[Data to use]
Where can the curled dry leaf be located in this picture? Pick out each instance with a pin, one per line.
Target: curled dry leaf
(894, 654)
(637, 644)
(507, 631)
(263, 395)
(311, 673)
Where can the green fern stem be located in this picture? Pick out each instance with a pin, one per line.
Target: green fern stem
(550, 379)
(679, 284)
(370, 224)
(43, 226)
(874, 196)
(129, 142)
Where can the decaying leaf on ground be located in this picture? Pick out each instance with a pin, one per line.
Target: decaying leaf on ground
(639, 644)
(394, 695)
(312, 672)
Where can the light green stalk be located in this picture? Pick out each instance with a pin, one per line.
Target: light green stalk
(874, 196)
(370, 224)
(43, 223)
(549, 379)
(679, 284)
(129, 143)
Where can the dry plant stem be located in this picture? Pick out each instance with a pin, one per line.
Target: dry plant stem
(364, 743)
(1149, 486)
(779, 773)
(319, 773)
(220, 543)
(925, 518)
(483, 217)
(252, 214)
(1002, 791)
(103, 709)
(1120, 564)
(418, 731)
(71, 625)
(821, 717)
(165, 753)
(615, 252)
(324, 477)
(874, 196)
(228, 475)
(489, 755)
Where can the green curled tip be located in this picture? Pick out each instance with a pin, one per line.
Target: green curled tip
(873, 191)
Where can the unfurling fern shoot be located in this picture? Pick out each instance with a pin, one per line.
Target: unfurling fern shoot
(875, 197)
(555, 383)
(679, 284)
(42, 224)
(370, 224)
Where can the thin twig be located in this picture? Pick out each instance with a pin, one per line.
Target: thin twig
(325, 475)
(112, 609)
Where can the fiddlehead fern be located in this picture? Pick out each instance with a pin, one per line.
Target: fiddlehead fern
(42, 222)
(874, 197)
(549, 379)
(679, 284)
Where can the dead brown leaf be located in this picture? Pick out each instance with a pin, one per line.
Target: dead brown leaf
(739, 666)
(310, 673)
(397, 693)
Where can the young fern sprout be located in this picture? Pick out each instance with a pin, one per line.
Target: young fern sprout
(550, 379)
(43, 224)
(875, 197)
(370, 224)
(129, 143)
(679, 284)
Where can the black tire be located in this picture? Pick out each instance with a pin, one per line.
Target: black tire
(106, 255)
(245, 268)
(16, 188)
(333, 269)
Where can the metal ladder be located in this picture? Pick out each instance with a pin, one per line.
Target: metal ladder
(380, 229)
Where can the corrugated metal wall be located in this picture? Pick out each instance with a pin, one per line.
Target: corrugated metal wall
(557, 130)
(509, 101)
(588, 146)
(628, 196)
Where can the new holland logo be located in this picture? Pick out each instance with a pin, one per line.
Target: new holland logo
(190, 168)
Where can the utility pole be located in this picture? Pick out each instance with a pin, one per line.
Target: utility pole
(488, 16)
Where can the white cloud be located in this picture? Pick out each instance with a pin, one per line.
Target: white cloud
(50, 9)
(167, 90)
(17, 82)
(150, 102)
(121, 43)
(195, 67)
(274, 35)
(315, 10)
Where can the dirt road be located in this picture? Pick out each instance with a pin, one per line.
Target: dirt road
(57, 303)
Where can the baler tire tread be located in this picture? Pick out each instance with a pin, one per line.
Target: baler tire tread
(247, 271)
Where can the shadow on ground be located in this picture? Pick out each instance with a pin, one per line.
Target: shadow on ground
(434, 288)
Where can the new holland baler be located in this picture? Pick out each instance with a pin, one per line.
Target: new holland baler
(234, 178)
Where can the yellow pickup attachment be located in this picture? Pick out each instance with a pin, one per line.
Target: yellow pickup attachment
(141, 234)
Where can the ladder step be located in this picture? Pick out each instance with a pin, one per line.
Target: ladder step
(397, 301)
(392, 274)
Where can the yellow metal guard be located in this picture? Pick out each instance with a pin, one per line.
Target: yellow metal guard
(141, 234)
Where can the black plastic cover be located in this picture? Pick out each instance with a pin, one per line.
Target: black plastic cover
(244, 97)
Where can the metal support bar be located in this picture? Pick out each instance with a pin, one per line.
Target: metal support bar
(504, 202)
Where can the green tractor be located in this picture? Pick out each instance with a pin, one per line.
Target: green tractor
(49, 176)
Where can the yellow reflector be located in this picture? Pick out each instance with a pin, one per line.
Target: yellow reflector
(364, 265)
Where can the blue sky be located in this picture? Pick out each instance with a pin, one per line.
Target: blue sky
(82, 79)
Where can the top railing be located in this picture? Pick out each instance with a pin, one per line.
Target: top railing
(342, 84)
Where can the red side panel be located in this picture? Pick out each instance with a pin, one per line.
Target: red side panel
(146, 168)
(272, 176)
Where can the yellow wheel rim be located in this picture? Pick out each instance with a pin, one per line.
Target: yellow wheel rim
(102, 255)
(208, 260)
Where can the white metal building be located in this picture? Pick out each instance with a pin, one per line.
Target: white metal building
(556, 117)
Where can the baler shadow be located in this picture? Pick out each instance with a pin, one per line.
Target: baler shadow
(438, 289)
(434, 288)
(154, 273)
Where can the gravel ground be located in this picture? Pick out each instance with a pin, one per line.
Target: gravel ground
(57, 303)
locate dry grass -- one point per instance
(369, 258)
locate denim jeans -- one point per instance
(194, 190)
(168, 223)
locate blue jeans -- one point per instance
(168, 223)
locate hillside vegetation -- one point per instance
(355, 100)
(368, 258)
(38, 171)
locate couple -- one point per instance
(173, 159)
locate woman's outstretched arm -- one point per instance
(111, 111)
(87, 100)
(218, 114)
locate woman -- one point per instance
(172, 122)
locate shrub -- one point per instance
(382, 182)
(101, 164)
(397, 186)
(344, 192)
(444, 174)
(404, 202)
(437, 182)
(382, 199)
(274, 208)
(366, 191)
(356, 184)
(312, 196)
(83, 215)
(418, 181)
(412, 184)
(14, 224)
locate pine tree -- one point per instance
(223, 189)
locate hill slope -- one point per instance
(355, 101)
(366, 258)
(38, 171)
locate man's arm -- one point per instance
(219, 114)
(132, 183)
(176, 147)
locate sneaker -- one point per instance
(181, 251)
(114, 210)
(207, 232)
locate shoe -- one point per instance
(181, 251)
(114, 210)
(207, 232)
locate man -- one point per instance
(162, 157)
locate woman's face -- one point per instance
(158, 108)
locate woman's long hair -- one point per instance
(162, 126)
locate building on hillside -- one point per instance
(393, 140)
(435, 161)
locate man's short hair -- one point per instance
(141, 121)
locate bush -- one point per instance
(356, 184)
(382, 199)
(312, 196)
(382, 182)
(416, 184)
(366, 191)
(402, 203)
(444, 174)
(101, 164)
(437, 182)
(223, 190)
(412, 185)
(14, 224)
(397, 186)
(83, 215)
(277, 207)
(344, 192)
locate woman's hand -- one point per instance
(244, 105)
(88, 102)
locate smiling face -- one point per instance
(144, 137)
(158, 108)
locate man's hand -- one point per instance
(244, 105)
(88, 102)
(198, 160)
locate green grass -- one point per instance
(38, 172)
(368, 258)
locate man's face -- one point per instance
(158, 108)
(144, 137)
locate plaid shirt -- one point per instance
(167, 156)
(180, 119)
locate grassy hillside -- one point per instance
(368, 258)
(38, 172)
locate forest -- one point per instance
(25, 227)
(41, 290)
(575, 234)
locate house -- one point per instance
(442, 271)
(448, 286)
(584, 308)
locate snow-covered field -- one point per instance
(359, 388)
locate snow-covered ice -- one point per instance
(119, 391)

[About this exercise] Each record above should be repeated exactly.

[Exercise solution]
Where can the curled dry leaf be located in this picture? Pick out each instance with a pin, one per line.
Target: curled dry leaf
(894, 654)
(637, 644)
(507, 631)
(263, 395)
(311, 673)
Where can the green fern stem be located in this picture? Pick out each instance with a pin, one per line.
Target: green fern stem
(550, 379)
(679, 284)
(370, 224)
(43, 226)
(874, 196)
(129, 142)
Where can the decaying leaf on ground be located in this picture? Pick out each instance with a pin, one per line.
Target: decaying leaf on ground
(639, 644)
(394, 695)
(312, 672)
Where can the light green stalk be located in this picture? Pick out each instance with a pin, one per line.
Target: light green stalk
(874, 196)
(370, 224)
(43, 223)
(549, 379)
(679, 284)
(129, 143)
Where can the dry plant stem be located in this picture? Pick out each instance with a pin, one per line.
Target: dry plant stem
(364, 743)
(1149, 486)
(779, 773)
(319, 773)
(220, 543)
(925, 518)
(483, 217)
(252, 214)
(1002, 791)
(103, 709)
(1120, 564)
(418, 731)
(71, 625)
(821, 717)
(165, 753)
(615, 252)
(324, 477)
(874, 196)
(228, 475)
(489, 755)
Where can the green curled tip be located in this picture? Pick out each instance with a pin, one per line.
Target: green curled tip
(873, 191)
Where can the unfurling fern shoot be located in this picture? Pick out each instance with a pin, one per line.
Target: unfurling fern shoot
(875, 197)
(555, 383)
(679, 284)
(42, 224)
(370, 224)
Where can the thin twig be located in this picture? Pick out each instance with a pin, one per line.
Target: thin twig
(325, 475)
(112, 609)
Where can the fiddlehead fern be located in this picture? Pick out each instance with a pin, one per line.
Target: fiddlehead fern
(42, 222)
(874, 197)
(549, 379)
(679, 284)
Where can the dead brown leaf be located in this picture? Pick out each instance with a pin, one per line.
Target: dead brown leaf
(739, 666)
(310, 673)
(397, 693)
Where can the young fern sprout be located in this picture? Pick out each instance with a pin, one per line.
Target: young fern sprout
(550, 379)
(43, 224)
(875, 197)
(370, 224)
(129, 143)
(679, 284)
Where can the black tire be located in this picture? Pick out each instance with a pin, one per line.
Target: black tire
(106, 255)
(245, 268)
(16, 188)
(333, 269)
Where can the metal ladder be located in this picture? Pick out each instance with a pin, one per line.
Target: metal ladder
(380, 229)
Where can the corrugated metal wall be located in this picture? Pick out each instance with a pin, one per line.
Target: corrugated metal wall
(557, 130)
(509, 101)
(588, 146)
(628, 196)
Where can the new holland logo be located in this picture? Pick out each instance with a pin, one per line.
Target: new holland logo
(190, 168)
Where can the utility pole be located in this picture? Pick out each instance with a pin, one per line.
Target: utility pole
(488, 16)
Where can the white cloud be located in this picture? Pick out each instance with a pin, one per line.
Target: white cloud
(50, 9)
(167, 90)
(17, 82)
(150, 102)
(121, 43)
(195, 67)
(274, 35)
(315, 10)
Where can the dirt road be located in this picture? Pick out each instance with a pin, one per line.
Target: dirt road
(57, 303)
Where can the baler tire tread be located in this picture? Pick out each instance with a pin, one per line.
Target: baler tire tread
(247, 271)
Where can the shadow on ground be located in this picture? Pick out each instance with a pin, one per line.
Target: shadow on ground
(434, 288)
Where can the new holland baler be located in this picture? Pick out each instance with a pin, one per line.
Target: new holland baler
(234, 178)
Where can the yellow pickup attachment be located in this picture? Pick out each instance with a pin, one per line.
Target: yellow pickup attachment
(141, 234)
Where can the ladder step be located in this picture? Pick out each instance with a pin, one per line.
Target: ladder step
(397, 301)
(392, 274)
Where can the yellow metal guard be located in this picture? Pick out each instance with a pin, one per line.
Target: yellow metal guard
(141, 234)
Where can the black plastic cover be located in this picture? Pick out each instance with a pin, one per line.
Target: black plastic cover
(244, 97)
Where can the metal support bar be located in this picture? Pick out each instance with a pin, one per line.
Target: metal support bar
(504, 202)
Where can the green tractor be located in this picture? Pick out each instance with a pin, one per line.
Target: green tractor
(49, 176)
Where can the yellow reflector be located in this picture? Pick out each instance with a pin, one per line.
Target: yellow reflector
(364, 265)
Where can the blue sky be located in this picture? Pick out each instance with a pin, one per line.
Target: blue sky
(82, 79)
Where can the top railing be located in this picture? Pick out each instance with a pin, one per line.
Target: top railing
(342, 84)
Where can the red side panel be located in this picture? Pick out each instance with a pin, one per line.
Target: red side panel
(146, 168)
(272, 176)
Where can the yellow wheel rim be located in this picture? Pick out each instance with a pin, one per line.
Target: yellow wheel rim
(102, 255)
(208, 260)
Where can the white metal building be located in this picture? Pick out each instance with a pin, one per line.
Target: white metal building
(556, 117)
Where can the baler shadow be located in this picture? Pick out each instance with a pin, one per line.
Target: baler shadow
(438, 289)
(434, 288)
(154, 273)
Where can the gravel ground be located in this picture? Pick out each instance with a pin, one per line.
Target: gravel ground
(57, 303)
locate dry grass -- one point per instance
(369, 258)
locate denim jeans -- one point per instance
(194, 190)
(168, 223)
locate blue jeans -- one point per instance
(168, 223)
locate hillside vegetation -- one point per instance
(355, 100)
(368, 258)
(38, 171)
locate couple -- one point per instance
(173, 159)
locate woman's outstretched arm -- one point per instance
(111, 111)
(87, 100)
(218, 114)
locate woman -- one point per instance
(172, 122)
locate shrub -- one point per instance
(382, 182)
(101, 164)
(397, 186)
(344, 192)
(444, 174)
(404, 202)
(437, 182)
(382, 199)
(274, 208)
(366, 191)
(356, 184)
(312, 196)
(83, 215)
(418, 181)
(412, 184)
(14, 224)
locate pine tree -- one point per instance
(223, 189)
locate hill slope -- one point per instance
(355, 101)
(366, 258)
(38, 171)
locate man's arm -- one point per instance
(219, 114)
(132, 183)
(176, 147)
locate sneaker -- one point per instance
(181, 251)
(114, 210)
(207, 232)
locate shoe -- one point per instance
(181, 251)
(114, 210)
(207, 232)
locate man -- one point per instance
(162, 157)
locate woman's face -- one point per instance
(158, 108)
locate woman's long hair -- one point per instance
(162, 126)
locate building on hillside -- one point per instance
(393, 140)
(435, 161)
locate man's short hair -- one point per instance
(141, 121)
locate bush -- one point per instance
(356, 184)
(382, 199)
(312, 196)
(382, 182)
(416, 184)
(366, 191)
(402, 203)
(444, 174)
(101, 164)
(437, 182)
(223, 190)
(412, 185)
(14, 224)
(397, 186)
(83, 215)
(277, 207)
(344, 192)
locate woman's hand -- one point per instance
(244, 105)
(88, 102)
locate smiling face -- one point per instance
(144, 137)
(158, 108)
locate man's hand -- one point per instance
(244, 105)
(88, 102)
(198, 160)
locate green grass -- one point per instance
(38, 172)
(368, 258)
locate man's face -- one point per instance
(158, 108)
(144, 137)
locate plaid shirt -- one point per instance
(167, 156)
(180, 119)
locate grassy hillside -- one point per instance
(368, 258)
(38, 172)
locate forest -- one point per instance
(25, 227)
(41, 290)
(575, 234)
locate house -- one point per instance
(442, 271)
(448, 286)
(584, 308)
locate snow-covered field -- one point per instance
(359, 388)
locate snow-covered ice -- one point per instance
(119, 391)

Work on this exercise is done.